- Texto de origem:
Texto: Dívidas, Relações e Poder
(Rafael Pires)
DÍVIDAS, RELAÇÕES, PODER
A tarefa do antropólogo social no campo não é só observar os pormenores do comportamento habitual, mas analisar como é que este comportamento serve para exprimir relações.
Na linguagem da antropologia social dificilmente se faz a distinção entre o termo pessoa e o termo indivíduo. A maior parte das atividades do indivíduo deriva dos deveres e obrigações recíprocas que lhe são atribuídas em virtude dos papéis que desempenham como pessoa social. A definição da rede das relações pessoa a pessoa refere-se ao conjunto de direitos e deveres que têm expressão em padrões mais ou menos previsíveis de comportamento.
Todas as relações pessoa a pessoa implicam reciprocidade, e sendo assim, este comportamento interativo, pode ter muitas formas; em alguns casos, essa reciprocidade dá-se ao mesmo nível, mas a maioria das trocas entre as pessoas não é deste tipo, pois a maioria das pessoas abrangidas numa rede de relacionamento é quase sempre de extratos sociais diferentes. Não conseguir o princípio geral que está por trás de fatos tão simples e comuns como estes, levaram muitas vezes os antropólogos a escreverem uma grande quantidade de disparates, como o campo das relações do parentesco.
Sempre que o pagamento da dádiva retribuída é adiado, a relação entre credor e o devedor prolonga-se no tempo. Mas isso só acontece se a dívida continua a ser lembrada com uma obrigação não exigida por ambas as partes da relação. Isso acontece muito nas relações domésticas e dentro do ambiente familiar. As relações duradouras só existem como sentimentos de dívida. De vez em quando, todas estas relações duradouras de dívidas precisam de se manifestar com a transação de uma dádiva, mas a relação está no sentido da dívida e não da dádiva.

- Dados fornecidos:
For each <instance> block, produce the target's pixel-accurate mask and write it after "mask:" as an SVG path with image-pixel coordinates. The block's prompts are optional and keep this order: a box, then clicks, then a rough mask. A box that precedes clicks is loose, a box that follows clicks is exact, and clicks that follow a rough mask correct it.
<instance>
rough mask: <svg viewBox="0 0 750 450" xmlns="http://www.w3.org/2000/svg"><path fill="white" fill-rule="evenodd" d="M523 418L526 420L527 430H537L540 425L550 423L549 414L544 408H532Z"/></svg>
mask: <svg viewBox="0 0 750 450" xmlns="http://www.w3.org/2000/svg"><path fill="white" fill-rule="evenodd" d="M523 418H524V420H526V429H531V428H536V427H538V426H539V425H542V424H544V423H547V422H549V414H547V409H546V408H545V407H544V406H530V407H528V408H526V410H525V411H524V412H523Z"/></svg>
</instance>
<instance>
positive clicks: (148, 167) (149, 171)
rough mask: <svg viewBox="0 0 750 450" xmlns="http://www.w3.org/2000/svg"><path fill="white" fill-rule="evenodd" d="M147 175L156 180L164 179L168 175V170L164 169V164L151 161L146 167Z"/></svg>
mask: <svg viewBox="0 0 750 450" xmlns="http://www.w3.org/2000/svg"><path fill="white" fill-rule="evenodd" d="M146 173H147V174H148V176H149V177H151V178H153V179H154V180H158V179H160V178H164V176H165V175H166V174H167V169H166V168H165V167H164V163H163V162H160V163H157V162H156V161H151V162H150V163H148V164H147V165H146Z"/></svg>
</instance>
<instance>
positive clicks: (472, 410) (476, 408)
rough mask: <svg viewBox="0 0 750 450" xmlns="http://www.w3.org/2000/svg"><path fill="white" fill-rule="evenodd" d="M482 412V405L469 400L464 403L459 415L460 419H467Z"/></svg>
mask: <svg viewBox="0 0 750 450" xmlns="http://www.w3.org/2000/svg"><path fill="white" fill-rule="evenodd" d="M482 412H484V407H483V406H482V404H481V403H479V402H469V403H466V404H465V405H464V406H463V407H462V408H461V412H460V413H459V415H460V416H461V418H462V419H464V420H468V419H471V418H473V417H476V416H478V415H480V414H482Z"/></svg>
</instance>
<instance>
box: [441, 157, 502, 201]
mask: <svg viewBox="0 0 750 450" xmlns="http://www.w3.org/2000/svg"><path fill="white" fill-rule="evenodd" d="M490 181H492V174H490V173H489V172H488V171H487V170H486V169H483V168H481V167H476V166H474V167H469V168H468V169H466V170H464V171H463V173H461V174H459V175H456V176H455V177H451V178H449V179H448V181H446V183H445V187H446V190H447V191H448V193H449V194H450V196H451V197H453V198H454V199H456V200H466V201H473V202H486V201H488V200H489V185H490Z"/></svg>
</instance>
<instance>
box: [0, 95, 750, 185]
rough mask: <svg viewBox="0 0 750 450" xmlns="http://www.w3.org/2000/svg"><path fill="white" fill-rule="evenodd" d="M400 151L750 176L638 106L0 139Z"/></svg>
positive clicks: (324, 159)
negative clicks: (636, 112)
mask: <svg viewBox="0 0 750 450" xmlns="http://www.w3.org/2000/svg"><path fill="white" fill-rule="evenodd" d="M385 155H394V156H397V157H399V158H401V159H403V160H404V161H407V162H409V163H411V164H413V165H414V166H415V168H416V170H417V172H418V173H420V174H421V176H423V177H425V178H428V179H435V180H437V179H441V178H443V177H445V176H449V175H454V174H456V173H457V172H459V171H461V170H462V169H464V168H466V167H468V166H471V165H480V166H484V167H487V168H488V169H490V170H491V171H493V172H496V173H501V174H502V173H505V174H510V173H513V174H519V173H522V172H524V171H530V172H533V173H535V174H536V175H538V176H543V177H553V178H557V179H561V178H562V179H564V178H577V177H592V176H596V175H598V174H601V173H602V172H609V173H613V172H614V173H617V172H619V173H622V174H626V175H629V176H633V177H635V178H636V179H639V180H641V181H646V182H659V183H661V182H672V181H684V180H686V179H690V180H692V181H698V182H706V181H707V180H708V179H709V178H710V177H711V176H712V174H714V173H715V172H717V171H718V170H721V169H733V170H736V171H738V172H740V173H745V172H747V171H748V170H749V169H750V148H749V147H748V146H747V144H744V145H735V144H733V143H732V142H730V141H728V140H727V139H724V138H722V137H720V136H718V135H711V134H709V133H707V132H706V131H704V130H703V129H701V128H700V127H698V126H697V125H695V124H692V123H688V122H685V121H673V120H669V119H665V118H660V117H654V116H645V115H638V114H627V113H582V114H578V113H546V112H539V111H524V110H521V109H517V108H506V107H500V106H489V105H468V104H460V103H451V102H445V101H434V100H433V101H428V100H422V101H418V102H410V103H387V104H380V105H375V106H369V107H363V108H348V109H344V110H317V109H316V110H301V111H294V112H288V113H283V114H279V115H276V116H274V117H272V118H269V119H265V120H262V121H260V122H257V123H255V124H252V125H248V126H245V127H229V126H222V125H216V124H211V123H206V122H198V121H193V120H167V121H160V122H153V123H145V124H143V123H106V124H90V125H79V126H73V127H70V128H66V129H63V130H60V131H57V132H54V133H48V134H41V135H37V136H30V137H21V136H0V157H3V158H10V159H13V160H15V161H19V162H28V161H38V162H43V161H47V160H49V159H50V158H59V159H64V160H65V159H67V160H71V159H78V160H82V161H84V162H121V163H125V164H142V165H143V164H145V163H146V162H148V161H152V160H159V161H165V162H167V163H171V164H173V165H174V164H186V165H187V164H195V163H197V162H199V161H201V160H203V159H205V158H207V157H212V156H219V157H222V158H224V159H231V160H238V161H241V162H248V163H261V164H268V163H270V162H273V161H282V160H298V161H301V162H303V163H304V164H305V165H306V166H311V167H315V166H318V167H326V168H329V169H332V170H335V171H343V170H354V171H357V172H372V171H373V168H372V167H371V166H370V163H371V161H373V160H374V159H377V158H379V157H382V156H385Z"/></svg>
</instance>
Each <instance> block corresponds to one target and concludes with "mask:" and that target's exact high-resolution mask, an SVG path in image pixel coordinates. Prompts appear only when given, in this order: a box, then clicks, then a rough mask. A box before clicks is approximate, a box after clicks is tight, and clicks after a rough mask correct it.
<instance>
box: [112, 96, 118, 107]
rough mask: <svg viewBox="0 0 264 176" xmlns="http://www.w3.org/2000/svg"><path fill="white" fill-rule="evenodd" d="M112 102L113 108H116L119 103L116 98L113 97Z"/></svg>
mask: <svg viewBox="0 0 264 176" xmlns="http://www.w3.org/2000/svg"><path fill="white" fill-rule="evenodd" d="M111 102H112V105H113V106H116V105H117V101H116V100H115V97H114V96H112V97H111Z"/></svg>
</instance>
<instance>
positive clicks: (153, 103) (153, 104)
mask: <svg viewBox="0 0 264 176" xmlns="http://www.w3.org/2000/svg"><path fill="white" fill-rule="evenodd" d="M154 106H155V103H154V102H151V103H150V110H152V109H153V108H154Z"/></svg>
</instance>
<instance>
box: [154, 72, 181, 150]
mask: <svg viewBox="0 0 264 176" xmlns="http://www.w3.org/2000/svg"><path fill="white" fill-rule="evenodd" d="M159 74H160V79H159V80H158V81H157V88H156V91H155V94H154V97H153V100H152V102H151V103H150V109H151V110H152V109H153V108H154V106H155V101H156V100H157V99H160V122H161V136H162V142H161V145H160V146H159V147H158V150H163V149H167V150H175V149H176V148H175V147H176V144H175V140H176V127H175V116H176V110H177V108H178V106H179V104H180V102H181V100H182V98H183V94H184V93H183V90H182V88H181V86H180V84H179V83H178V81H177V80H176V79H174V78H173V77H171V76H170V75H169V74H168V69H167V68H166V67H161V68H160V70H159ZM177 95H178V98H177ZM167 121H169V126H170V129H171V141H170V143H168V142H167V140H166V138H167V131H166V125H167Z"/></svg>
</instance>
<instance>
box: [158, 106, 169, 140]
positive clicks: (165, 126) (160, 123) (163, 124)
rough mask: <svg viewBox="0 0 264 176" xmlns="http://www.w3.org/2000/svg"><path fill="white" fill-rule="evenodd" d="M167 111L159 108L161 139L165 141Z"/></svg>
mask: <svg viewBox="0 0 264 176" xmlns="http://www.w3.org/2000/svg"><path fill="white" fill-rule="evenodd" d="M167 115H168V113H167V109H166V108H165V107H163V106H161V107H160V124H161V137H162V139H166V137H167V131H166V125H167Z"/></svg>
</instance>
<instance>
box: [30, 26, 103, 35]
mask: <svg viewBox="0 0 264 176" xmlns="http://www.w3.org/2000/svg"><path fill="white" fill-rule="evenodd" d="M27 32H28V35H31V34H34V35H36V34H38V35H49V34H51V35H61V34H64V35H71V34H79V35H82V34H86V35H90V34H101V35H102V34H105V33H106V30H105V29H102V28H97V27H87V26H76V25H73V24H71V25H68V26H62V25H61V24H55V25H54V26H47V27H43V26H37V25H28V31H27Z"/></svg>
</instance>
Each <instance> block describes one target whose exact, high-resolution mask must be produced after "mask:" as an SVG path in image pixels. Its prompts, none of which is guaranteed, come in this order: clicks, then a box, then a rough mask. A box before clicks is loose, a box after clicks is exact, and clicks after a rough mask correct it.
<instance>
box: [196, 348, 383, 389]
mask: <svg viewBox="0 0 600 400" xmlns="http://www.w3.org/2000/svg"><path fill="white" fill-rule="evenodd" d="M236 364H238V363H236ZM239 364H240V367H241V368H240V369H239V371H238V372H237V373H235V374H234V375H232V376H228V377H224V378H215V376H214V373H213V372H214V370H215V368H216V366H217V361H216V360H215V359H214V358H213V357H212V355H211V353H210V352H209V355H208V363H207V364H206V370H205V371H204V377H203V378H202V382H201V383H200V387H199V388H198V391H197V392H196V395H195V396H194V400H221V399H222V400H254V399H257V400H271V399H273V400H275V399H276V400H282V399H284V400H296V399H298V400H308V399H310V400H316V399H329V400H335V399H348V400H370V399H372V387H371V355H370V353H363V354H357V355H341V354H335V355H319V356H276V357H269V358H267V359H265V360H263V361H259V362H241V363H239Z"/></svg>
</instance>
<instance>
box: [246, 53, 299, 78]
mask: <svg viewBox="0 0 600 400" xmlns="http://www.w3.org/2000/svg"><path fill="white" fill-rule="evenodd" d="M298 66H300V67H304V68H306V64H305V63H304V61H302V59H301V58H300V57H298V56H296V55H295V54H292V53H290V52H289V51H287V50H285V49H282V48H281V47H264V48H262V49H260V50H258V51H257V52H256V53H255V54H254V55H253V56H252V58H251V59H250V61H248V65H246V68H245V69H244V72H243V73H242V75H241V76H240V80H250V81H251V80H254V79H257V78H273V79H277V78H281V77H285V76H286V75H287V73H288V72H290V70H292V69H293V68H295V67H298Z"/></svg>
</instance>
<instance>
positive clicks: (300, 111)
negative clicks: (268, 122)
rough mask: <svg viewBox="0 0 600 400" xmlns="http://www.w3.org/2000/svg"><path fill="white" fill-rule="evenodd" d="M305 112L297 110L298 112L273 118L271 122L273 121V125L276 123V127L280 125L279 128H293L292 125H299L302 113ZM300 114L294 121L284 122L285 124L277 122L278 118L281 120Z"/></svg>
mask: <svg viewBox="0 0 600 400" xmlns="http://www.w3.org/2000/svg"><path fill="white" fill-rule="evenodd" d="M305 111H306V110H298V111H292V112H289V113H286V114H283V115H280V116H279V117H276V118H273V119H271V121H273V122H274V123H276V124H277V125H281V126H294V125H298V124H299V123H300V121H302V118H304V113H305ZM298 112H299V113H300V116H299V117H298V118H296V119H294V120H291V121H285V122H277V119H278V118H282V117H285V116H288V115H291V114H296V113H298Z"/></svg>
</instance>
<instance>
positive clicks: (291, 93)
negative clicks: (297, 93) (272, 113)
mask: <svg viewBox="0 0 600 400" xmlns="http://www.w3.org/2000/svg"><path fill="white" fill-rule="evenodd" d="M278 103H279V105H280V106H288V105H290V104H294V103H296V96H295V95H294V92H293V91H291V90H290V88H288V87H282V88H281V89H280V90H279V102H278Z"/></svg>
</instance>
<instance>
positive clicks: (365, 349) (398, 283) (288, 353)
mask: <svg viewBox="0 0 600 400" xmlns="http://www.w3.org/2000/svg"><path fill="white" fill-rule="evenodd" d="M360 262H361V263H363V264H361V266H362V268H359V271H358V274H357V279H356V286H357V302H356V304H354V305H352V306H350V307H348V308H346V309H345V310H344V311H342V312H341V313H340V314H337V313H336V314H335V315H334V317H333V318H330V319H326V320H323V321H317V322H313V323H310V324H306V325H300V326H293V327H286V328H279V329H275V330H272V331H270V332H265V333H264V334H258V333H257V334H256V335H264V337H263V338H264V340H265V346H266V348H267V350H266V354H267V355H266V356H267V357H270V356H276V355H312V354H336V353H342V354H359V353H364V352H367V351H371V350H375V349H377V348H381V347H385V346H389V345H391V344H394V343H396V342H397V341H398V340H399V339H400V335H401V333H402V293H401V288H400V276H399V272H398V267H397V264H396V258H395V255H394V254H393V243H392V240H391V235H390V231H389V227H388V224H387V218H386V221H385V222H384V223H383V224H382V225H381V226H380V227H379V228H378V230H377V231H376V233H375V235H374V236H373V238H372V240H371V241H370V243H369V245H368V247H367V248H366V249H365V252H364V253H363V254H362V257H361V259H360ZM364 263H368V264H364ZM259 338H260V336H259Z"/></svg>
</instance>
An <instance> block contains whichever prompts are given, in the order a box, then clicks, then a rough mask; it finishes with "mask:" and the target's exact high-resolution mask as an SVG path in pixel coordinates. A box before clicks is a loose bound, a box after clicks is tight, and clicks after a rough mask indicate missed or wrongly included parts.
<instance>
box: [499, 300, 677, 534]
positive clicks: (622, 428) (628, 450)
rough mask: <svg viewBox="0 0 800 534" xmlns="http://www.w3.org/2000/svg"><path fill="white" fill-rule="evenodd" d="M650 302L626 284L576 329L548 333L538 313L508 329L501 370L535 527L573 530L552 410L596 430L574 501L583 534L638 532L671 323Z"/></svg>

- O que fazer:
De acordo com o texto sobre dívidas e relações, a relação duradoura está no sentido da dívida ou no da dádiva? A listagem não tem nenhuma relação com o texto sobre dívidas e relações.

- Resposta:
No sentido da dívida, e não da dádiva.